* _Exercise description_
Write out the full listing exactly as given, minus the images.

* _Material provided_
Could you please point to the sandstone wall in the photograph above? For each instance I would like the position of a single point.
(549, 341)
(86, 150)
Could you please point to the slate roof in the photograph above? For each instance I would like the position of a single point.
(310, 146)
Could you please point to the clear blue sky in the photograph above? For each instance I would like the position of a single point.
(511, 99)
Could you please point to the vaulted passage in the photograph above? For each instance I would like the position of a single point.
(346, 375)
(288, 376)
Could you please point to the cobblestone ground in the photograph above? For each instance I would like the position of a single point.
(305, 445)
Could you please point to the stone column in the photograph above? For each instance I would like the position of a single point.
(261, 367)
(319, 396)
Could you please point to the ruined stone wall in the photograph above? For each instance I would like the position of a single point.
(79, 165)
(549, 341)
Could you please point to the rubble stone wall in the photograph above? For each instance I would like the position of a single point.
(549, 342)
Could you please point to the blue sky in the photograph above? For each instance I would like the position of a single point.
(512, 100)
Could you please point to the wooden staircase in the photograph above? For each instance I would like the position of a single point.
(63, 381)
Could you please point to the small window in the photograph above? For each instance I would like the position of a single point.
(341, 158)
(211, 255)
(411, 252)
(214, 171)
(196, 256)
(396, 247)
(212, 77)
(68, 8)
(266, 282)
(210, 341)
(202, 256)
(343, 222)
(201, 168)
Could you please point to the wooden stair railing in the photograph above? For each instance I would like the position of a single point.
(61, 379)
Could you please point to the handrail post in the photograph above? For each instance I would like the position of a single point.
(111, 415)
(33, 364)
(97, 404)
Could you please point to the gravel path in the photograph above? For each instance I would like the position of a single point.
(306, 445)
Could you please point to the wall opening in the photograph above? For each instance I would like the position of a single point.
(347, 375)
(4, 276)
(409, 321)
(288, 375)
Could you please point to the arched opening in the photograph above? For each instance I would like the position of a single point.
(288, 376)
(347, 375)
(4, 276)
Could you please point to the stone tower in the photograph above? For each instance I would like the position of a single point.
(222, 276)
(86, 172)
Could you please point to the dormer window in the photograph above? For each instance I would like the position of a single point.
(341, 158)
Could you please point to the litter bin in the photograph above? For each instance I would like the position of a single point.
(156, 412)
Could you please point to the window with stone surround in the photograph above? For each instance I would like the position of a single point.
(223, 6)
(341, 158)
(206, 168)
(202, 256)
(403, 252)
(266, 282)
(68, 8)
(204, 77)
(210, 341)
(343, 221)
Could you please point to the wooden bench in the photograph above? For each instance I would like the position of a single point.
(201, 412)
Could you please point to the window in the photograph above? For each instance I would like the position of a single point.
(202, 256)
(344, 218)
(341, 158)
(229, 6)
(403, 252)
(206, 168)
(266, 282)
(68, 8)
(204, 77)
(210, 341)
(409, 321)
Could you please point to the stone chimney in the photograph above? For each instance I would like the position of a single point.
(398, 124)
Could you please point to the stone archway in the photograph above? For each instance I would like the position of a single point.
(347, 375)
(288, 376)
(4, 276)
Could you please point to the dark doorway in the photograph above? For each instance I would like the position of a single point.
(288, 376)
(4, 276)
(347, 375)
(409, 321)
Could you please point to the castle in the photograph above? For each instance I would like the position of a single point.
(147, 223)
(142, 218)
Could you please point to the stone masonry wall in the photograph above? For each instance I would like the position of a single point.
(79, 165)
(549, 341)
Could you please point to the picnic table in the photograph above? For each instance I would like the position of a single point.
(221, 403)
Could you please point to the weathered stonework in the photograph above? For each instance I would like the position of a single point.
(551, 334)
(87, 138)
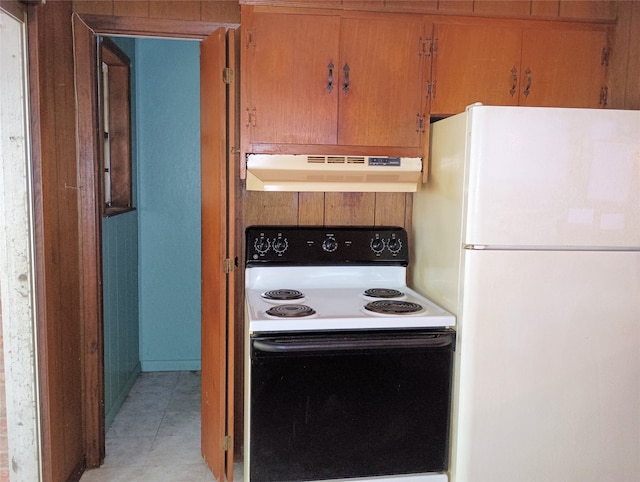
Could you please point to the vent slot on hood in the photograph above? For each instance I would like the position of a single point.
(335, 160)
(289, 172)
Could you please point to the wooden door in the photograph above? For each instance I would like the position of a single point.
(291, 97)
(381, 95)
(217, 178)
(566, 67)
(475, 63)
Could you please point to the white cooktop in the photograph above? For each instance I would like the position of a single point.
(336, 295)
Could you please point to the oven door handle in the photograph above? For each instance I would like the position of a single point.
(358, 343)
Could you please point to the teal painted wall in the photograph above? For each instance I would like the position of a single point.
(120, 287)
(168, 149)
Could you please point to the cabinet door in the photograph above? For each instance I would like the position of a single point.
(475, 63)
(288, 70)
(565, 68)
(385, 94)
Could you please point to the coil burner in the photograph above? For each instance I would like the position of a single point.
(393, 307)
(383, 293)
(283, 295)
(291, 311)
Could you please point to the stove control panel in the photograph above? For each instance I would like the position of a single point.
(315, 245)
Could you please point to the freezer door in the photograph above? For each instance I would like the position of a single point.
(548, 368)
(552, 177)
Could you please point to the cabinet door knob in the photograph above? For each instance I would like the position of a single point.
(527, 89)
(346, 69)
(514, 81)
(330, 80)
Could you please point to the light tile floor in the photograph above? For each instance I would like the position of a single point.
(155, 436)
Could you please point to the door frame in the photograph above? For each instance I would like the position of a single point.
(86, 29)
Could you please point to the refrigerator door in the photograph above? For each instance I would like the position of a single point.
(552, 177)
(548, 368)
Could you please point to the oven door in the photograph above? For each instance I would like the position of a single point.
(357, 404)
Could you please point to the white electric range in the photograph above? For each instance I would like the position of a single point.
(348, 373)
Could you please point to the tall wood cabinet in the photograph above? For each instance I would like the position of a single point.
(513, 64)
(334, 82)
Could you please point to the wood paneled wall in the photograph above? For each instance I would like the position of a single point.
(591, 10)
(205, 11)
(624, 65)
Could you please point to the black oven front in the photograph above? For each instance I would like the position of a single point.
(349, 404)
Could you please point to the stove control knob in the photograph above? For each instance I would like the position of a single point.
(261, 245)
(330, 245)
(377, 245)
(395, 245)
(280, 245)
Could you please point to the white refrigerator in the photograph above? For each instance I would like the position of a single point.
(528, 230)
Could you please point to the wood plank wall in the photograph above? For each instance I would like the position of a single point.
(59, 241)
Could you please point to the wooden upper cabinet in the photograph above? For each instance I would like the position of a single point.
(474, 63)
(335, 83)
(564, 68)
(289, 60)
(515, 65)
(383, 103)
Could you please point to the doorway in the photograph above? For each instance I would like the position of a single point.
(218, 181)
(151, 256)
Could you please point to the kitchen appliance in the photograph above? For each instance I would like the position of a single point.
(284, 172)
(349, 369)
(528, 230)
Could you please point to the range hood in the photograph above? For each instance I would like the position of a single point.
(285, 172)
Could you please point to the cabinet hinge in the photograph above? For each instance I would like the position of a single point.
(228, 265)
(604, 94)
(226, 442)
(227, 75)
(604, 60)
(251, 117)
(420, 123)
(424, 46)
(251, 38)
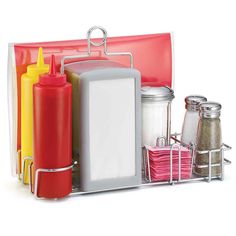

* _Result of the task_
Could you please point to the sandstone wall in the photograph above? For each instance I would like the position of a single point.
(549, 341)
(86, 150)
Could you please point to the slate roof in the photograph above? For each instance I would like the position of a single point.
(310, 146)
Could you please point to the clear blue sky in the photograph above? For each instance I would like the position of a single point.
(511, 99)
Could you please point to the vaulted passage in the photograph above? For each instance I would like the position of a single point.
(346, 375)
(288, 376)
Could you please point to the cobblestone ground in the photograph above? For each instance I would like the position of a single point.
(305, 445)
Could you please point to the stone column in the photograph above? For each instance I would like the position of a single point.
(261, 367)
(319, 396)
Could you please point to the ruined stone wall in the photograph above? For each instance I would like the position of a single point.
(79, 165)
(549, 341)
Could you please point to the rubble stone wall in the photograph above? For each instance I would like the position of a single point.
(549, 342)
Could you please point to the blue sky in the photograph above? For each instance I would like the position of a single point.
(512, 100)
Could you please point to the wooden staircase in the photograph above? For each instance I would like the position of a single point.
(63, 381)
Could you please point to the small window in the photograph above? For each instance I would like the position of a single point.
(341, 158)
(211, 255)
(411, 252)
(214, 171)
(196, 256)
(396, 247)
(212, 77)
(68, 8)
(266, 282)
(210, 341)
(202, 256)
(343, 222)
(201, 168)
Could you please point to the wooden stair railing in the photograph above? For each instance I would like the position of a single point.
(61, 379)
Could you please point to the handrail post in the photograph above? For each instance I would like the position of a single point.
(111, 415)
(33, 364)
(97, 404)
Could you please point to the gravel path in the photograph above? For each instance I would like the position of a single point.
(306, 445)
Could you please point to the wall opening in the photograph above? For each instance I would like the position of a single point.
(347, 375)
(4, 276)
(409, 321)
(288, 375)
Could you please point to the arched opening in the photograph above? For each instance I would like the position of a single point.
(288, 376)
(347, 375)
(4, 276)
Could you please point to the stone tower in the photograph above? For each instance I would like the position of a single point.
(222, 276)
(86, 172)
Could you please point to the dormer window in the photograph above? For each instance I would like the position of a single point.
(341, 158)
Could you please point to the litter bin in the photograph above? For each instance I would like the position of a single point.
(156, 412)
Could you please point to the window with stone surround in the photograph above? For each instance I would like the position of a single point.
(223, 6)
(341, 158)
(206, 168)
(202, 256)
(403, 252)
(266, 282)
(68, 8)
(204, 77)
(210, 341)
(343, 221)
Could you please point to the wooden bench in the photograph above? For each instance I would like the position of a single point.
(201, 412)
Could you please point to the window in the photograph above? For each instance I would like the position of a single point.
(202, 256)
(344, 218)
(341, 158)
(229, 6)
(403, 252)
(206, 168)
(266, 282)
(68, 8)
(204, 77)
(210, 341)
(409, 321)
Could you please point to the stone chimney in the photograph above? For each instance I would like the position of a single point.
(398, 124)
Could you please point to the stone archway in the photograph above? For each instance I would like the position of a single point.
(347, 375)
(288, 376)
(4, 276)
Could you please point to the dark doorway in the photograph above? For each instance I would like the position of a single point.
(288, 376)
(4, 276)
(347, 375)
(409, 321)
Could you please point to the castle in the photograph above? For each instance I would like the position of a single point.
(147, 223)
(142, 218)
Could you please point to the stone masonry wall in the photograph above? For each instance I would like the position of a single point.
(79, 165)
(549, 341)
Could you please point to the picnic table in the photograph above? For each instance I would like the position of a single point.
(221, 403)
Could you please point to the weathered stonework in the photograph above? For each instance I would like the position of a single point.
(551, 334)
(87, 138)
Could you please point to the vent slot on hood in the photograph above? For each instance I would like the position of a single point.
(335, 160)
(289, 172)
Could you please point to the wooden door in the photograph above? For each instance I would like the position of a single point.
(291, 97)
(381, 95)
(217, 178)
(566, 67)
(475, 63)
Could you please point to the white cooktop in the photograph above? For each instance I would like the position of a single point.
(336, 295)
Could you please point to the oven door handle in the photograph above? For each instance I would like the position of a single point.
(358, 343)
Could you please point to the teal painted wall in the photograph above? For each instance I would like the position of a single point.
(120, 287)
(168, 149)
Could you please point to the cabinet door in the photograph above? For each instance I would like the position of a single point.
(475, 63)
(288, 70)
(565, 68)
(385, 94)
Could you please point to the coil burner in the photograph above? For each instance I would like the position of a single point.
(393, 307)
(383, 293)
(283, 295)
(291, 311)
Could you please point to the stove control panel in the photograph above? For each instance I would like the position of a single point.
(315, 245)
Could you please point to the freezer door in the photograph above? For each instance I would like the position of a single point.
(548, 368)
(552, 177)
Could you please point to the cabinet door knob in the photograph above? For each instance I would like the position of a single point.
(527, 89)
(346, 69)
(514, 81)
(330, 80)
Could you please point to the light tile floor in the photograph above? For each instance I would like the position of a single point.
(155, 436)
Could you please point to the door frame in the photograph above? For each instance I would like the position of a single point.
(86, 29)
Could you please point to the refrigerator door in the photograph above? For each instance I would like the position of a single point.
(552, 177)
(548, 368)
Could you please point to the oven door in the photograph above? For each instance I would like the position of a single point.
(357, 404)
Could you please point to the white electric range in the photograph above? For each instance I would like the position of a single point.
(348, 373)
Could you please point to the tall wood cabinet in the photograph above? For each instance I would like the position of a single point.
(513, 64)
(334, 82)
Could you please point to the wood paneled wall in the photograph above? For each instance I would like the position of a single point.
(591, 10)
(205, 11)
(624, 65)
Could you please point to the black oven front in the photograph above? For each instance I would like the position of a single point.
(349, 404)
Could you please point to the stove control knob in the photograph above? For each instance I would like the position of a single point.
(261, 245)
(330, 245)
(377, 245)
(395, 245)
(280, 245)
Could you please point to the white refrigerator in the photograph above? For each instance I would like the position of a single point.
(528, 230)
Could you please point to the wood plank wall in the photograph above? For each instance I would like the position of a single point.
(59, 241)
Could you please point to the wooden upper cabinet in the photograph above? For each instance I would like the position of a single point.
(474, 63)
(335, 83)
(564, 68)
(289, 60)
(515, 65)
(383, 103)
Could you please point to the doorway in the photograph above? For each instance I would like the position of a single point.
(218, 181)
(151, 256)
Could you please point to the kitchen appliance in the photograph above? For each instance I would like the position of a single point.
(284, 172)
(349, 369)
(528, 230)
Could you please point to the range hood in the photograph above? For each instance I would like the position of a single point.
(285, 172)
Could you please point to the cabinet hinge in the photograph above? For each instance I would like the position of a single point.
(228, 265)
(604, 94)
(226, 442)
(227, 75)
(604, 60)
(251, 117)
(420, 123)
(424, 46)
(251, 38)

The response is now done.